#### Source extract
*** Block opens ***

My advice? Take it slowly.

I'm just past the 100-day mark in my role as president and CEO of Plan International Canada. I made a conscious decision to make few changes in my early days. Even though I found this to be difficult and uncomfortable at times, it was without a doubt the right approach. I poured more energy into listening, learning, diagnosing and building relationships. For anyone who has taken on a senior leadership role or is aspiring to do so, it's critical to keep the following four concepts in mind:

Slow down so you can speed up down the road

Take time to absorb and assess your surroundings. In order to make a meaningful difference, it's critical to spend time sitting and wrestling with the issues. This will likely feel unsettling, particularly if you've been rewarded for fast action in the past. It's key to keep in mind that as you rise in seniority, you will increasingly be confronted with more intricate problems. These types of challenges call for more thoughtful dissection and analysis, and consequently, more robust solutions and execution. At a more senior level, stakeholders recognize that the problems are more complex, and fast action can often send the wrong signal, and even suggest certain recklessness.

Get the true lay of the land

Before you start your new role and in your earliest days, obsessively seek out the advice and opinions of others, and listen to what they have to say about the organization. In my experience, you will get a lot of candid and thoughtful insight early on, but once you're in the role for a while, people will be less comfortable telling you what they really think. It's amazing how quickly you become an "insider". Before I officially started at Plan International Canada, I managed to get various stakeholders to share some truthful and transparent opinions and perceptions about the organization. Many shared their concerns about the impact of rapid growth and how this put us at risk for mission drift. That observation was honest – and essential in that it's now playing an important role in my vision for Plan International's future and strategic focus.

*** Block closes ***

#### Saved entries
*** Block opens ***

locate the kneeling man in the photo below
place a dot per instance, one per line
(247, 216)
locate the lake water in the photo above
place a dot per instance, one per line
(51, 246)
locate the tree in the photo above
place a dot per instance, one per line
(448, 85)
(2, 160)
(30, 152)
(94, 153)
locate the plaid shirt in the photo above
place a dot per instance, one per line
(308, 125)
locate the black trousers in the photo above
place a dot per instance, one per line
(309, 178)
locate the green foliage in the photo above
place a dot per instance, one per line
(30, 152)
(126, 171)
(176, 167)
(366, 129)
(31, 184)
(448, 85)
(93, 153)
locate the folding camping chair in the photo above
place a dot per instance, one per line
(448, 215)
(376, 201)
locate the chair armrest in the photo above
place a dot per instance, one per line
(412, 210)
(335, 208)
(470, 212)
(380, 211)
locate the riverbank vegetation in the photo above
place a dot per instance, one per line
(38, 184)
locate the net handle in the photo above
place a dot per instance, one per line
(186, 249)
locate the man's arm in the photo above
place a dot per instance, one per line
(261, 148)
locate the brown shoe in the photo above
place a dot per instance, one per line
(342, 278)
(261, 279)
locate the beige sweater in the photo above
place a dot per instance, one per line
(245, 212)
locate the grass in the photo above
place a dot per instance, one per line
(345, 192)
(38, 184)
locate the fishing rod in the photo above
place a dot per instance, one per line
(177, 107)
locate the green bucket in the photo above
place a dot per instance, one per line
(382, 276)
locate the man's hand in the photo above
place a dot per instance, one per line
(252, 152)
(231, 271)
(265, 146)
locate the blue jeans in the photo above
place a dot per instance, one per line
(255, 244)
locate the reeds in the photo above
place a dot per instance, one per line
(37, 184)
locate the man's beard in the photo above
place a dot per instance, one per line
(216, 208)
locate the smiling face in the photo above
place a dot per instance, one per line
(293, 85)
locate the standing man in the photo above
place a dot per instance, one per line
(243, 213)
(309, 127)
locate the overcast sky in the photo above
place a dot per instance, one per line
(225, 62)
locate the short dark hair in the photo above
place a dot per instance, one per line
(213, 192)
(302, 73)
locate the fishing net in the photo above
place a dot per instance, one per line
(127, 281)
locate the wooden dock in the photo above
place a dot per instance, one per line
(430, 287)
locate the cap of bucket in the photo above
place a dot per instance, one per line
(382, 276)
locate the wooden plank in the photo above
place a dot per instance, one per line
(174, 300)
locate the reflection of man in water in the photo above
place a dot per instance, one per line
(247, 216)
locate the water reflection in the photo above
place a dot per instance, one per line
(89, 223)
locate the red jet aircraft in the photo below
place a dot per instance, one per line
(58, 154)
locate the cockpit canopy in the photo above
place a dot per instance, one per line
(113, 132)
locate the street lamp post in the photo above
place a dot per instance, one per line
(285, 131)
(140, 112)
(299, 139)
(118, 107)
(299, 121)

*** Block closes ***

#### Required actions
1. In the leadership article, replace "intricate" with "complicated" and give the passage from "Take time to" to "suggest certain recklessness." with that change.
2. Please continue the leadership article from its last sentence.
These records have nothing to do with the leadership article.

#### Activity answers
1.
Take time to absorb and assess your surroundings. In order to make a meaningful difference, it's critical to spend time sitting and wrestling with the issues. This will likely feel unsettling, particularly if you've been rewarded for fast action in the past. It's key to keep in mind that as you rise in seniority, you will increasingly be confronted with more complicated problems. These types of challenges call for more thoughtful dissection and analysis, and consequently, more robust solutions and execution. At a more senior level, stakeholders recognize that the problems are more complex, and fast action can often send the wrong signal, and even suggest certain recklessness.

2.
Connection over action

Historically, leaders have been expected to have a majority of the answers. However, in our rapidly evolving world, business challenges are more interdependent and increasingly multi-dimensional. As a result, successful leaders spend more of their time serving as connectors rather than taking action themselves. My approach is to bring subject-matter experts together to prompt solution exploration and development by seeding the right questioning and lines of thinking. It's also been effective in sending an important signal: solutions to help us better deliver on our organizational mission come when we work together.

Trust is the accelerator

The first 100 days are when you should be building and strengthening relationships. I want employees to have confidence in where I'm leading the organization, but part of that is the trust I've built with them. Teams do not function without trust. During my earliest days at Plan International Canada, I invested an extensive amount of time listening to employees, while also encouraging them to bring forward suggestions that may positively impact children's lives around the world. Building this type of rapport creates significant organizational momentum and speeds up action down the road.

When you step in as a leader who is new to an organization or team, your goal should be to listen and learn so you can inspire change in a positive way. Take your time and think long-term. Remember: you can't do much in a quarter but you can do almost anything in a decade. Keep your vision and the end goal in mind but take the right time you need now to get you there in the future.

Caroline Riseboro is president and CEO, Plan International Canada.